-- What you have to do --
Reproduce every line of the data below word for word, omitting the pictures.

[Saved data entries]
------

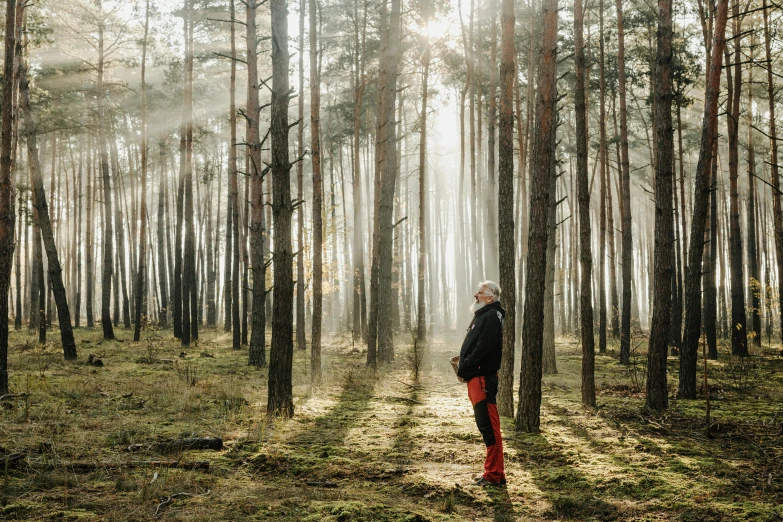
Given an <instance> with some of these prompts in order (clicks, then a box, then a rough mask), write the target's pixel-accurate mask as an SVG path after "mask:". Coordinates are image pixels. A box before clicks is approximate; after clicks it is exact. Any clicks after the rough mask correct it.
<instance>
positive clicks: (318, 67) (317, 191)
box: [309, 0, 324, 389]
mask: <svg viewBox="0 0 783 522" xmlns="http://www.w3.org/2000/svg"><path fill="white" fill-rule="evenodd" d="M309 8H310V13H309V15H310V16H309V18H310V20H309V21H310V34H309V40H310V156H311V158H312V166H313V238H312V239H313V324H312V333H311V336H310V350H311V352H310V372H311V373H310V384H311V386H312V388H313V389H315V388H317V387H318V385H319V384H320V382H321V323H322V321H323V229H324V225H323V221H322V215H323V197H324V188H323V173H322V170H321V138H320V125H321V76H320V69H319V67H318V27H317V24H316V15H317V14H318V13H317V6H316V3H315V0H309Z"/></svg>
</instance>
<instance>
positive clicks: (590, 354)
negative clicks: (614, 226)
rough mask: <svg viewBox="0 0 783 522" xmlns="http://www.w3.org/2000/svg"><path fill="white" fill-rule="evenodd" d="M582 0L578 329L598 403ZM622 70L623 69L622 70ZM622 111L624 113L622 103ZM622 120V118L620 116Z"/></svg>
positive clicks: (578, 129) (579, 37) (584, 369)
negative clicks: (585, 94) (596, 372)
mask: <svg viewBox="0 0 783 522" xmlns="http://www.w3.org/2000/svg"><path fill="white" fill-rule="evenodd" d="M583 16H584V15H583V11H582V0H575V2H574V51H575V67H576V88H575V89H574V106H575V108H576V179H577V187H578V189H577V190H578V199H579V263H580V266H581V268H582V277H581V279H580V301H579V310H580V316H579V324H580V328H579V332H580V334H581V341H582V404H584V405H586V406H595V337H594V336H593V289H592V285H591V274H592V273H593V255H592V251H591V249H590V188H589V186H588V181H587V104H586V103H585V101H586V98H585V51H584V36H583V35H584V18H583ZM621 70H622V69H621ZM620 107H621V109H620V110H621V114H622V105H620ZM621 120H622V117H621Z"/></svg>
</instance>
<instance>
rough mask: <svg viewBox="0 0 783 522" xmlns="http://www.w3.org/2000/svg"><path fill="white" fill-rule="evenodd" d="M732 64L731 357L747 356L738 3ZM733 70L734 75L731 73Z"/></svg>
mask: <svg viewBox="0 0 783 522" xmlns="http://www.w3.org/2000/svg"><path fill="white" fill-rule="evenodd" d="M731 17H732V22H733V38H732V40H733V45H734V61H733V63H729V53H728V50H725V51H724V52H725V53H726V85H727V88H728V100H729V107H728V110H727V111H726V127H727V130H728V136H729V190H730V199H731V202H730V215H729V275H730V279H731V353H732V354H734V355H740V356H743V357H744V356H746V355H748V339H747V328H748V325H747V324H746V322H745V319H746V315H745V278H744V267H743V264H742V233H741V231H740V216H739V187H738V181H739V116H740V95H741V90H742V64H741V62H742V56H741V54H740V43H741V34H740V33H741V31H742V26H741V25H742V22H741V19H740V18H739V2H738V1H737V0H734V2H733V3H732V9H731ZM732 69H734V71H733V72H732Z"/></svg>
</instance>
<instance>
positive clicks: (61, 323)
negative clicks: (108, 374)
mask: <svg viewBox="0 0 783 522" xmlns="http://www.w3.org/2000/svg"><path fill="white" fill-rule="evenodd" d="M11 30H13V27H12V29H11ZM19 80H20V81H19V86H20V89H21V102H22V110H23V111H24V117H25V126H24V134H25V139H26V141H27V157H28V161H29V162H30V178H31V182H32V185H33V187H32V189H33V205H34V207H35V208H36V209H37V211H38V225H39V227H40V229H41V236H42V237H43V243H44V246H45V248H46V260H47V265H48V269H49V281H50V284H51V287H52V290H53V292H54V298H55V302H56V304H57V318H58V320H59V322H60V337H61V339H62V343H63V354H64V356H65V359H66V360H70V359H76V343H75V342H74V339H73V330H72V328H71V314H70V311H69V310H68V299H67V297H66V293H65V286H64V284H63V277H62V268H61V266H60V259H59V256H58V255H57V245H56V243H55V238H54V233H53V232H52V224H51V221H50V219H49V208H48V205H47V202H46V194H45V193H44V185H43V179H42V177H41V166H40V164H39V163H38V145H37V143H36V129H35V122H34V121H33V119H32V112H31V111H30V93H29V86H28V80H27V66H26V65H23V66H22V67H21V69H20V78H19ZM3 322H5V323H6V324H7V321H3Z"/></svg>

------

-- Answer to the problem --
Given an <instance> with some of these prompts in order (clicks, then a box, then a rough mask), write the target's pixel-accurate mask as an SVG path after "mask:". Coordinates are image pixels. A box before clicks is approximate; after clicks it is exact. Any clicks after the rough mask correct it.
<instance>
positive clicks: (318, 67) (317, 191)
box: [309, 0, 324, 389]
mask: <svg viewBox="0 0 783 522" xmlns="http://www.w3.org/2000/svg"><path fill="white" fill-rule="evenodd" d="M309 8H310V13H309V15H310V16H309V18H310V20H309V21H310V34H309V40H310V156H311V158H312V166H313V238H312V239H313V324H312V333H311V336H310V350H311V352H310V372H311V373H310V384H311V386H312V388H313V389H315V388H317V387H318V385H319V384H320V382H321V323H322V321H323V229H324V225H323V221H322V215H323V197H324V188H323V173H322V170H321V138H320V125H321V76H320V69H319V67H318V27H317V24H316V15H317V14H318V13H317V6H316V3H315V0H309Z"/></svg>
</instance>
<instance>
positive clicks: (590, 354)
negative clicks: (614, 226)
rough mask: <svg viewBox="0 0 783 522" xmlns="http://www.w3.org/2000/svg"><path fill="white" fill-rule="evenodd" d="M582 0L578 329L598 403ZM622 70L623 69L622 70ZM622 111L624 113L622 103ZM622 120V118L620 116Z"/></svg>
positive clicks: (578, 129) (579, 37) (584, 369)
negative clicks: (585, 94) (596, 372)
mask: <svg viewBox="0 0 783 522" xmlns="http://www.w3.org/2000/svg"><path fill="white" fill-rule="evenodd" d="M583 16H584V15H583V11H582V0H575V2H574V51H575V67H576V88H575V89H574V106H575V108H576V179H577V187H578V189H577V190H578V199H579V263H580V266H581V268H582V277H581V279H580V301H579V310H580V316H579V324H580V328H579V332H580V334H581V341H582V404H584V405H586V406H595V337H594V336H593V289H592V285H591V274H592V273H593V255H592V251H591V249H590V188H589V186H588V181H587V104H586V103H585V101H586V98H585V51H584V36H583V35H584V18H583ZM621 70H622V69H621ZM620 107H621V109H620V110H621V114H622V105H620ZM621 120H622V117H621Z"/></svg>
</instance>
<instance>
rough mask: <svg viewBox="0 0 783 522" xmlns="http://www.w3.org/2000/svg"><path fill="white" fill-rule="evenodd" d="M732 64L731 357L747 356L738 3ZM733 70L734 75L731 73Z"/></svg>
mask: <svg viewBox="0 0 783 522" xmlns="http://www.w3.org/2000/svg"><path fill="white" fill-rule="evenodd" d="M731 17H732V22H733V38H732V40H733V45H734V61H733V63H729V53H728V50H725V51H724V52H725V53H726V85H727V88H728V100H729V107H728V110H727V111H726V127H727V130H728V136H729V190H730V199H731V202H730V215H729V275H730V279H731V353H732V354H734V355H740V356H743V357H744V356H746V355H748V339H747V328H748V325H747V324H746V322H745V319H746V315H745V278H744V267H743V264H742V233H741V231H740V216H739V187H738V181H739V116H740V95H741V90H742V64H741V62H742V56H741V54H740V43H741V34H740V33H741V31H742V26H741V25H742V22H741V19H740V18H739V2H738V1H737V0H734V2H733V3H732V9H731ZM732 69H734V71H733V72H732Z"/></svg>
</instance>
<instance>
positive clicks: (61, 323)
negative clicks: (108, 374)
mask: <svg viewBox="0 0 783 522" xmlns="http://www.w3.org/2000/svg"><path fill="white" fill-rule="evenodd" d="M11 30H13V27H12V29H11ZM19 80H20V81H19V86H20V89H21V102H22V110H23V111H24V117H25V126H24V134H25V139H26V141H27V157H28V161H29V162H30V178H31V182H32V185H33V187H32V189H33V205H34V207H35V208H36V209H37V211H38V225H39V227H40V229H41V236H42V237H43V243H44V246H45V248H46V260H47V265H48V269H49V281H50V284H51V287H52V290H53V292H54V298H55V302H56V304H57V318H58V320H59V322H60V337H61V339H62V343H63V354H64V356H65V359H66V360H70V359H76V343H75V342H74V339H73V330H72V328H71V314H70V311H69V310H68V299H67V297H66V293H65V286H64V284H63V277H62V268H61V266H60V259H59V256H58V255H57V245H56V243H55V238H54V233H53V232H52V224H51V221H50V219H49V208H48V205H47V202H46V194H45V193H44V185H43V179H42V177H41V166H40V164H39V163H38V145H37V143H36V129H35V122H34V121H33V119H32V112H31V111H30V93H29V86H28V80H27V66H26V65H23V66H22V67H21V69H20V78H19ZM3 322H5V323H6V324H7V321H3Z"/></svg>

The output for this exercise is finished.